### Given exercise
Copy out the lines below word for word, beginning with the line containing "Where can you spot the gravel path" and continuing through the line containing "column 1029, row 164", with both of those lines included.

____ Material for the task

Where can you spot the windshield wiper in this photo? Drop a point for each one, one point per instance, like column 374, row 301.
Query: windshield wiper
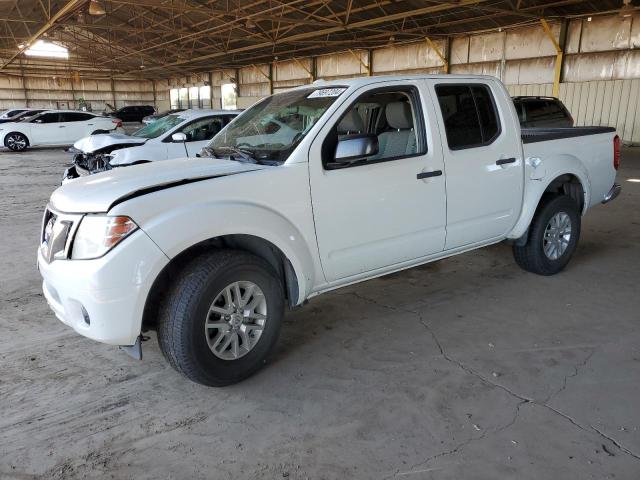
column 245, row 155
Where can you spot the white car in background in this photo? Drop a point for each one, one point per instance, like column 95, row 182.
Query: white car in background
column 54, row 127
column 176, row 135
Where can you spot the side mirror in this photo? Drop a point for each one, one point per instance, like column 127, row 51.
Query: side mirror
column 179, row 137
column 356, row 147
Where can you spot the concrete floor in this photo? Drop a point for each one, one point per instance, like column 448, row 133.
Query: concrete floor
column 465, row 368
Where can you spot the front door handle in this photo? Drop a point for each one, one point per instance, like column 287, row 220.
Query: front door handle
column 435, row 173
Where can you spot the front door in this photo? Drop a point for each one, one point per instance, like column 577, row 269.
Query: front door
column 384, row 209
column 199, row 133
column 45, row 129
column 483, row 160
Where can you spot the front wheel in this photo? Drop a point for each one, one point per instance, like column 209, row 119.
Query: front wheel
column 16, row 142
column 553, row 236
column 222, row 318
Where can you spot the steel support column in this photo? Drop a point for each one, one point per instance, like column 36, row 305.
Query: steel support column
column 436, row 50
column 559, row 46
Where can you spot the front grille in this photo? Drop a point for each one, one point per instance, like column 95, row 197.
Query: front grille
column 56, row 235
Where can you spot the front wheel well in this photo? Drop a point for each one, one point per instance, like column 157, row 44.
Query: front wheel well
column 4, row 140
column 255, row 245
column 570, row 186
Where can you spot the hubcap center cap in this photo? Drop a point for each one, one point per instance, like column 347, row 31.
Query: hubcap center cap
column 236, row 320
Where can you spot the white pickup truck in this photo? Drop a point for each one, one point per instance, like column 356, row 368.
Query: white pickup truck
column 385, row 173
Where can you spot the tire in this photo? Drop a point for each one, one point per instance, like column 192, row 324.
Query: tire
column 182, row 336
column 532, row 256
column 16, row 142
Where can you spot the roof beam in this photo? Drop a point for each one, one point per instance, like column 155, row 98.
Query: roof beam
column 327, row 31
column 67, row 9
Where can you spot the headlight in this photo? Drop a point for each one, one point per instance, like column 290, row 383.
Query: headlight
column 97, row 234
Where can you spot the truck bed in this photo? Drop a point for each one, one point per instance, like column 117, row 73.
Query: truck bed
column 532, row 135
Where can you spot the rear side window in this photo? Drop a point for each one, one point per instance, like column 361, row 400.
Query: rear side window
column 470, row 116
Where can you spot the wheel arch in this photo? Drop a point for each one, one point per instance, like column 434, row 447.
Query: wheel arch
column 255, row 245
column 571, row 182
column 4, row 139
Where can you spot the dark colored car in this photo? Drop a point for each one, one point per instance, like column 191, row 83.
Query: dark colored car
column 542, row 112
column 21, row 116
column 157, row 116
column 133, row 113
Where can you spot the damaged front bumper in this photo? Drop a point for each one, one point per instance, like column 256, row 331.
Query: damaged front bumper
column 85, row 165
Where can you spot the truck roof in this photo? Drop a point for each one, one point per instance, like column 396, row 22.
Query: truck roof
column 362, row 81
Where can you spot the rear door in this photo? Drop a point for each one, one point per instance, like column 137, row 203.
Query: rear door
column 388, row 208
column 483, row 160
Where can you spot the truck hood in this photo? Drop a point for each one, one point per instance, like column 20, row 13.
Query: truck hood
column 94, row 143
column 99, row 192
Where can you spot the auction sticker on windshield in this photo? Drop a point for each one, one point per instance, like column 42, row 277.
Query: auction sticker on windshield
column 326, row 92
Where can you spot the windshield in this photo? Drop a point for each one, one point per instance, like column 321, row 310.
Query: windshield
column 159, row 127
column 270, row 130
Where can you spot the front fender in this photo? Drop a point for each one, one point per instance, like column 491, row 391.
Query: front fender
column 178, row 229
column 537, row 180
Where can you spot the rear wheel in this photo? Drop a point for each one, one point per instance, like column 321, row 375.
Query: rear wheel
column 16, row 141
column 222, row 318
column 553, row 236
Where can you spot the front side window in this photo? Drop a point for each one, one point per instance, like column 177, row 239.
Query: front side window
column 51, row 117
column 389, row 115
column 159, row 127
column 469, row 113
column 271, row 129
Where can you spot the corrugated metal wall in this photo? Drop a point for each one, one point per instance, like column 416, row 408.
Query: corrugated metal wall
column 65, row 92
column 602, row 64
column 612, row 103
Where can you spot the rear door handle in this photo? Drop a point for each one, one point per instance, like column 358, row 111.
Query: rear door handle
column 435, row 173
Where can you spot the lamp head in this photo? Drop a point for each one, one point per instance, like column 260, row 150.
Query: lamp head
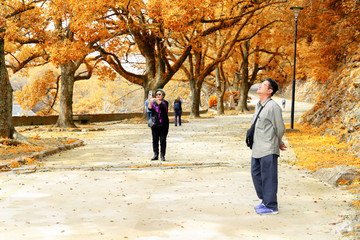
column 296, row 10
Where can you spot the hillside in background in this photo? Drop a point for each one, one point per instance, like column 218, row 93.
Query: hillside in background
column 337, row 108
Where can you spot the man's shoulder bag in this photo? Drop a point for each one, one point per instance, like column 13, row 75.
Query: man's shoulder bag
column 250, row 132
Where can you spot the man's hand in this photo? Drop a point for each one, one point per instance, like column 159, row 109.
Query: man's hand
column 283, row 147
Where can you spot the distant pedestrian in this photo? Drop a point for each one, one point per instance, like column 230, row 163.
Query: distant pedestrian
column 269, row 129
column 283, row 101
column 148, row 111
column 159, row 110
column 177, row 110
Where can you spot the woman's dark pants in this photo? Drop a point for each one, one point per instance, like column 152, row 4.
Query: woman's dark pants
column 159, row 133
column 176, row 117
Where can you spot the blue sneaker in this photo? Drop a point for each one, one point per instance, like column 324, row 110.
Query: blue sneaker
column 261, row 205
column 265, row 210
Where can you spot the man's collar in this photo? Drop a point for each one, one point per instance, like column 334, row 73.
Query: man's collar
column 265, row 102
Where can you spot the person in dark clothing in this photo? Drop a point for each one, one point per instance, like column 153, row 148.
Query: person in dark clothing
column 159, row 108
column 177, row 110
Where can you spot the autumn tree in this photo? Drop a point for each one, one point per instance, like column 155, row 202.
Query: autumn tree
column 329, row 32
column 68, row 39
column 18, row 22
column 262, row 51
column 140, row 40
column 240, row 23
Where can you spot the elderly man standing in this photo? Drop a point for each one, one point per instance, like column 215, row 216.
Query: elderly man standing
column 269, row 130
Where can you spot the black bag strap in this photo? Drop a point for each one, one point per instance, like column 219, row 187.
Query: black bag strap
column 262, row 107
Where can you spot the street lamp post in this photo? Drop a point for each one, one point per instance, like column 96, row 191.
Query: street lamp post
column 296, row 12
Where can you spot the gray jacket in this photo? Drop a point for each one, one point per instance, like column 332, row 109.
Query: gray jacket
column 269, row 129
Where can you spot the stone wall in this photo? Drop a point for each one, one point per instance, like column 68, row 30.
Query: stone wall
column 50, row 120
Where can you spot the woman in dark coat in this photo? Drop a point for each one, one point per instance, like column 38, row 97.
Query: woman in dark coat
column 159, row 108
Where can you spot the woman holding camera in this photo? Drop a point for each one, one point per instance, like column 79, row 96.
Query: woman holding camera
column 159, row 109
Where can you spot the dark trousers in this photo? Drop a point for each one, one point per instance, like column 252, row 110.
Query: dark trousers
column 176, row 116
column 149, row 116
column 264, row 172
column 159, row 133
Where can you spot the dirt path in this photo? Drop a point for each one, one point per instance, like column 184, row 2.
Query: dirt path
column 109, row 189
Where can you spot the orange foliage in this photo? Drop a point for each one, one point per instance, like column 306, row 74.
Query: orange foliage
column 315, row 151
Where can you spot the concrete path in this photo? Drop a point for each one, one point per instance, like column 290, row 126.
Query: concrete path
column 109, row 189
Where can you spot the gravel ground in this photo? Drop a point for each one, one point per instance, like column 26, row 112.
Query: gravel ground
column 109, row 189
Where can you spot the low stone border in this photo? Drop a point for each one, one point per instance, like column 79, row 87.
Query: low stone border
column 80, row 129
column 6, row 165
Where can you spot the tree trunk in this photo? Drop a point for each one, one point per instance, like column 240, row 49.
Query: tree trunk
column 195, row 87
column 219, row 93
column 242, row 105
column 65, row 119
column 6, row 124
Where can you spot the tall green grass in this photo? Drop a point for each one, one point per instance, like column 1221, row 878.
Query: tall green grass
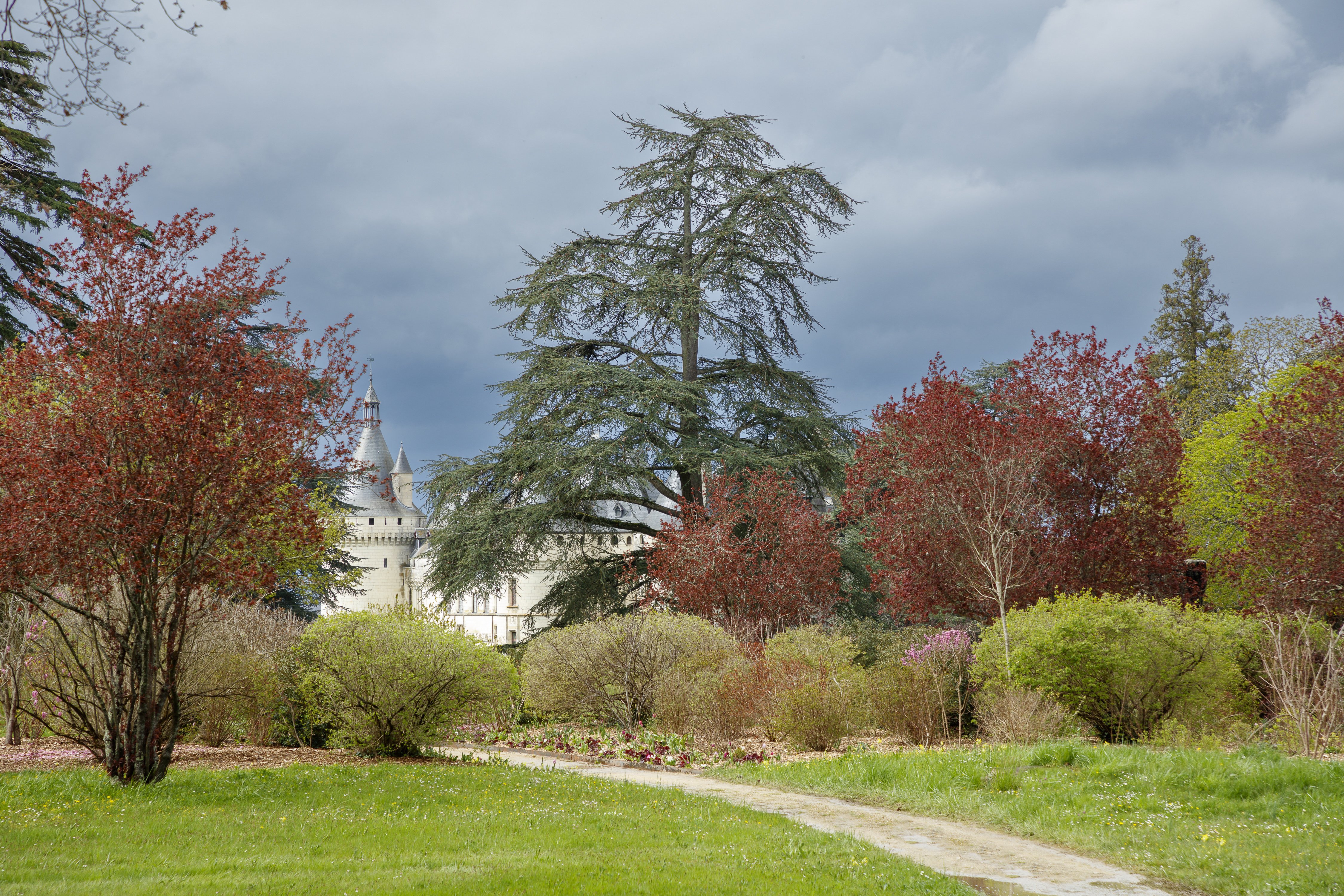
column 415, row 828
column 1246, row 823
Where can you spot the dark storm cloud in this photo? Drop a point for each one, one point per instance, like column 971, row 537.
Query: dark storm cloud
column 1025, row 166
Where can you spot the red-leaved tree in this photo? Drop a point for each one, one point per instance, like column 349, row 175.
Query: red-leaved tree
column 756, row 559
column 1113, row 465
column 1061, row 477
column 152, row 463
column 951, row 501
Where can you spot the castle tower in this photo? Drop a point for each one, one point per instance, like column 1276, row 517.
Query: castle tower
column 385, row 527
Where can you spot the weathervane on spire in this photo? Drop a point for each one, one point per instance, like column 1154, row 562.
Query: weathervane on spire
column 370, row 398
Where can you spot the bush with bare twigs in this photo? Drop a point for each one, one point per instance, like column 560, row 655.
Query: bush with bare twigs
column 816, row 694
column 234, row 672
column 630, row 670
column 1021, row 715
column 905, row 702
column 1304, row 680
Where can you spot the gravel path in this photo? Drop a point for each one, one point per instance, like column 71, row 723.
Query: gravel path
column 987, row 860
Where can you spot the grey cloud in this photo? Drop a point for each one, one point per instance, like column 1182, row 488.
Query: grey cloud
column 1029, row 164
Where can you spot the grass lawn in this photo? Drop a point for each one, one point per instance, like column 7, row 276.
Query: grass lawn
column 1248, row 823
column 416, row 829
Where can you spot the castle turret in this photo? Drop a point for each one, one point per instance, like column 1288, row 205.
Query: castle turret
column 383, row 522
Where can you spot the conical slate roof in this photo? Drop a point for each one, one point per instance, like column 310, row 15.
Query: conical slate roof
column 373, row 460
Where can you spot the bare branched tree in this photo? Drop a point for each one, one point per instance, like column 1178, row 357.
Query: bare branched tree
column 1304, row 678
column 81, row 39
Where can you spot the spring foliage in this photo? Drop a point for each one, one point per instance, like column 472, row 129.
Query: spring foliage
column 1125, row 665
column 396, row 683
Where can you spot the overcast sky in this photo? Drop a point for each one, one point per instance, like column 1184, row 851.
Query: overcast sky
column 1026, row 164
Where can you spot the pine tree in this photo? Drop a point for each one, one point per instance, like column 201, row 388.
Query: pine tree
column 31, row 197
column 1191, row 324
column 651, row 357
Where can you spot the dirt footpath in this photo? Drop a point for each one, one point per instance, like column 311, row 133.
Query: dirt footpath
column 987, row 860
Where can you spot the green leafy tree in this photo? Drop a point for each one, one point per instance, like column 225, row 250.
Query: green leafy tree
column 1260, row 351
column 31, row 197
column 651, row 357
column 1217, row 506
column 1191, row 328
column 1127, row 664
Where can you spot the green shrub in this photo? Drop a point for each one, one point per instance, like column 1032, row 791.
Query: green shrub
column 625, row 670
column 818, row 694
column 393, row 683
column 1124, row 664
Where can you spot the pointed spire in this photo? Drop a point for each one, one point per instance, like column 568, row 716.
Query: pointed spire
column 372, row 405
column 402, row 464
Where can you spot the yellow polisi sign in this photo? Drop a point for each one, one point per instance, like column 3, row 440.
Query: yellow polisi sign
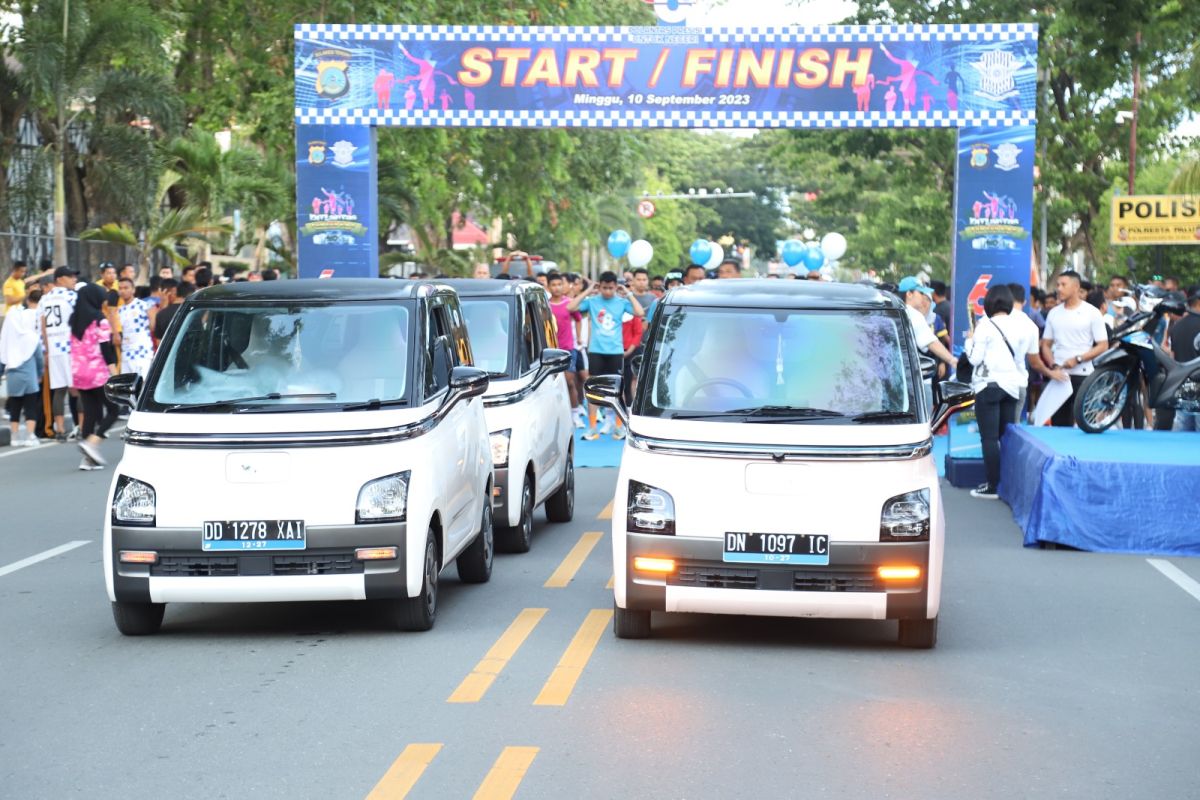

________

### Finished answer
Where can you spot the gravel path in this photo? Drop a point for each one, one point per instance, like column 71, row 723.
Query: gravel path
column 987, row 860
Where can you spot the grey cloud in this photo? Drop a point for each one, one point per instance, like column 1182, row 488.
Query: grey cloud
column 1029, row 164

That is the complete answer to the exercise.